_Referring expression data_
*** Begin section ***

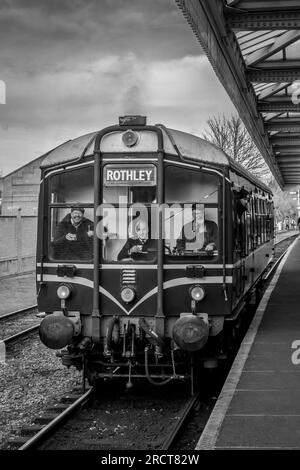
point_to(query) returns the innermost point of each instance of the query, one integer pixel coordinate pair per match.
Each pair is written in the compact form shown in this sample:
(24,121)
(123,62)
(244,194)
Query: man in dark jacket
(74,236)
(141,248)
(199,233)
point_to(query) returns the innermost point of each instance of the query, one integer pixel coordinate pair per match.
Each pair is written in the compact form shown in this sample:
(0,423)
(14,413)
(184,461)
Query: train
(151,241)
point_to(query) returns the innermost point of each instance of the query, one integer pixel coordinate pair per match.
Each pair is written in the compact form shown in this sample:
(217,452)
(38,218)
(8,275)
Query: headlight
(127,294)
(197,293)
(64,291)
(130,138)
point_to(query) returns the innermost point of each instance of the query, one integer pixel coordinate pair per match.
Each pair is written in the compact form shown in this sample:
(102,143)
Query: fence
(17,244)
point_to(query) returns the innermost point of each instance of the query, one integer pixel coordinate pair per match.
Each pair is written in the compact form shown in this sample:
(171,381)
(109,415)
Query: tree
(233,138)
(284,203)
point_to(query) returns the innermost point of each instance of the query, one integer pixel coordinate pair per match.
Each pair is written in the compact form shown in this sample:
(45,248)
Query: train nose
(56,331)
(190,332)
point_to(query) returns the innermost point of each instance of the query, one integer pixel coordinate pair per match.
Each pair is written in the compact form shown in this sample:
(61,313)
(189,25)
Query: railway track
(35,434)
(10,324)
(179,426)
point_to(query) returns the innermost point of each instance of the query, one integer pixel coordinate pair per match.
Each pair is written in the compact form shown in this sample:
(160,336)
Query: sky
(69,67)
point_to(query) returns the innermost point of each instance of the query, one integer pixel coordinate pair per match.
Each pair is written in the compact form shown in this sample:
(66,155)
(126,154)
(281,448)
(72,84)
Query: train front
(129,270)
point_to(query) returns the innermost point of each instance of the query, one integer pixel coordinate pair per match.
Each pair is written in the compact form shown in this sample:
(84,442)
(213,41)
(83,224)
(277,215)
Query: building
(20,190)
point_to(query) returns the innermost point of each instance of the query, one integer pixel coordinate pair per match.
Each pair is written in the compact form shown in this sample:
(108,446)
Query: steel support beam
(279,43)
(266,5)
(281,106)
(286,159)
(272,90)
(221,47)
(266,20)
(274,71)
(282,124)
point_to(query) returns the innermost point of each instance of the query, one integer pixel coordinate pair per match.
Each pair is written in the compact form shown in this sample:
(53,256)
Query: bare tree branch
(232,137)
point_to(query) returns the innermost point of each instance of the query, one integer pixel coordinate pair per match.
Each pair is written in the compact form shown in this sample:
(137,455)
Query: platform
(259,406)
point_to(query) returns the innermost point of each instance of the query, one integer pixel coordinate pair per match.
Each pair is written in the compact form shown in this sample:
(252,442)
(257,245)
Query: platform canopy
(254,48)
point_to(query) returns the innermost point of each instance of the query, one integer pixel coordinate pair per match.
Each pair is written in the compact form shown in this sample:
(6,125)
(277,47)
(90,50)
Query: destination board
(129,175)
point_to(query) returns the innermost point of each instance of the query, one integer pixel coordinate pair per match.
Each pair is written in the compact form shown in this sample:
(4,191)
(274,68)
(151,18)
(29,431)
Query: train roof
(190,146)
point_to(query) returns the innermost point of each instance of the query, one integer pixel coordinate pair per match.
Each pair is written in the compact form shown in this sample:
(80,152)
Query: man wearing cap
(199,233)
(242,202)
(74,236)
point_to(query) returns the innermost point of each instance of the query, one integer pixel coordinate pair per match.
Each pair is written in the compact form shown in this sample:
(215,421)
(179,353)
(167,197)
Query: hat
(243,194)
(76,208)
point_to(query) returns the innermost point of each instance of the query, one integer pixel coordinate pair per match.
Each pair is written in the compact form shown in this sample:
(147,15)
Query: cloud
(74,66)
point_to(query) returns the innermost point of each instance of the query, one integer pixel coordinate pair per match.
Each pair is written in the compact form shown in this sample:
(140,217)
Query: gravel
(16,324)
(30,378)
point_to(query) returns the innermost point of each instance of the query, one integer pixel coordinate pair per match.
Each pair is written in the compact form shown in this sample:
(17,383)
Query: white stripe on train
(180,281)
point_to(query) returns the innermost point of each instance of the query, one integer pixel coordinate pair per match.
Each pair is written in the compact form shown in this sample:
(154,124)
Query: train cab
(136,249)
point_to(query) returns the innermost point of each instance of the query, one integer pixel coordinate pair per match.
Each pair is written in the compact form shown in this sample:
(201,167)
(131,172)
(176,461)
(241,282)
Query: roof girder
(286,39)
(227,61)
(260,20)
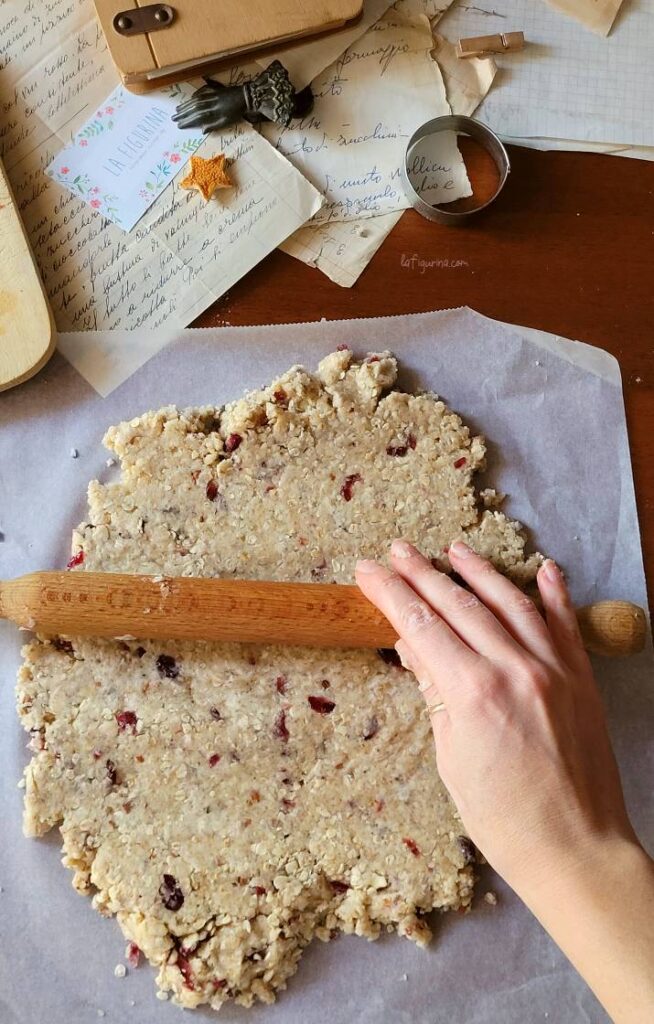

*** End section ***

_What is needed_
Only the pictures are to be excluded; all other parts of the records above are to be given exactly.

_Expected answer_
point_to(query) returns the innermost point of each instance of the query, one integer pixel coordinate pair per match.
Each pair is written in the compact form shown in this sample:
(24,121)
(123,62)
(244,194)
Query: man in dark jacket
(74,236)
(141,248)
(199,233)
point_to(query) returns the innermost point of each instance of the query, one integer pixel coordinate pair per match.
Each pair is written in the compact form shown in this sample:
(0,423)
(14,413)
(184,461)
Query: train
(151,241)
point_to(query) returns the innermost point of each instance of the query, one integer pixel coordinate pair per match.
Each pair is written in the compact form shown in this sample:
(217,452)
(38,218)
(8,275)
Query: headlight
(127,294)
(197,293)
(64,291)
(130,138)
point_to(query) returns the innermost point of each instance of the query, one integer pixel coordinate pair per match.
Each pair is written in the compact form shown in this sample:
(102,143)
Query: fence
(17,244)
point_to(query) returns the innermost point of each instance of the query, one integer pixel coordinate pair per match.
Each pair is written in the compact form shown in this sample:
(171,381)
(109,415)
Query: tree
(233,138)
(284,203)
point_to(query) returns the innermost point of each instance of the query, one integer pixel coordinate pair per match.
Each pair is written in the compact form shown in this sample:
(45,248)
Query: train nose
(56,331)
(190,332)
point_to(query) returns the innermost point of each instance of the query, one integer pixel coordinate pair per match.
Each pair is written in the compact form shown in this sample:
(61,313)
(189,25)
Query: railway track
(35,434)
(10,324)
(179,426)
point_to(query) returns the innermost point of each instance of the query, one integer pixel coordinate pair per match.
Each pair is written in the compact form shown in this sample:
(160,336)
Query: sky
(69,67)
point_to(query) returns the innermost point of each instance of the query, one integer pixel coordinate pair per match.
Each pair is written in the compact form shown in this sample:
(66,155)
(126,154)
(281,448)
(72,84)
Query: train front
(129,270)
point_to(query) returns the innermost point of each instance of the query, one integer pixel coordinate pair per match.
Each pair is written in the compact form shown in this sample:
(84,442)
(213,41)
(83,224)
(277,215)
Query: building
(20,190)
point_to(query) returns the innermost point of each instance of the query, one integer pixel coordinate pair per match.
Each pair is written in the compact form shown in this sample:
(108,446)
Query: steel support beam
(279,43)
(266,5)
(281,106)
(286,159)
(272,90)
(221,47)
(266,20)
(274,71)
(282,124)
point_to(query) returns the innermost point of each instance of the query, one integer pixel coordinate pair per match.
Each pair is written in the compact form shown in this sample:
(53,256)
Query: bare tree branch
(232,137)
point_to(query) returns the innermost point of each instance of the query, one integer pixel coordinate pair per match.
Each pair is written in the compact form shown in this sample:
(137,455)
Query: platform
(259,406)
point_to(query) returns the innermost point of each instance of the query, one integer pixel coordinate pair per match.
Each pair is written in the compact form shown in this sample:
(252,442)
(257,245)
Query: platform canopy
(254,48)
point_to(query) returns the innermost point of each instance of the query, one integer pixel coordinate pair per match.
Each pair is written in the compact form shown in this sample:
(6,125)
(277,47)
(90,50)
Query: destination board
(129,175)
point_to(query) returns the innermost point of each instance of the query, one integer pixel coordinate pair per match.
Each pair is written in the compact form shown in this sample:
(4,191)
(274,68)
(151,18)
(29,431)
Query: train roof
(190,146)
point_to(query) returns the innermost point of each instance of the query, one integer pixel coordinate pair per match.
Each pair is written in the compact form shown in this sample:
(80,152)
Query: man wearing cap
(199,233)
(242,202)
(74,236)
point_to(query) returns the innermost point of each instance of the query, one integer pixel coordinate pair per match.
Each pair is written in the compact form shown in this sample:
(215,421)
(179,353)
(167,197)
Query: hat
(243,194)
(76,208)
point_to(query) returns the innermost point of each instance of the query, one integer pixel coordinate pair per match.
Each pair is written in the compact form shown in this sample:
(147,15)
Query: cloud
(74,66)
point_to(query) returns the innermost point of each instance of the query, one integer pixel coordinate pair per match.
Each pair is written in the compact form shown in this sample:
(140,217)
Query: gravel
(16,324)
(30,378)
point_to(query) returns the innermost point of each instance of the query, one integer pixel coordinate pair per match.
Each pair is written in the compact form shown in this sample:
(17,383)
Query: white stripe on train
(180,281)
point_to(query) returns the innermost point of each instance of the query, one integer pixel coordinate pair per match.
Each pair is written in the compact form shown in this sample:
(154,124)
Query: train cab
(136,249)
point_to(query) returns the innermost point of each instance of the query, one integer pixel coordinate pair per match.
Each pair is written in the compact form shown in this sample:
(201,167)
(131,172)
(176,461)
(241,282)
Query: roof girder
(286,39)
(227,61)
(260,20)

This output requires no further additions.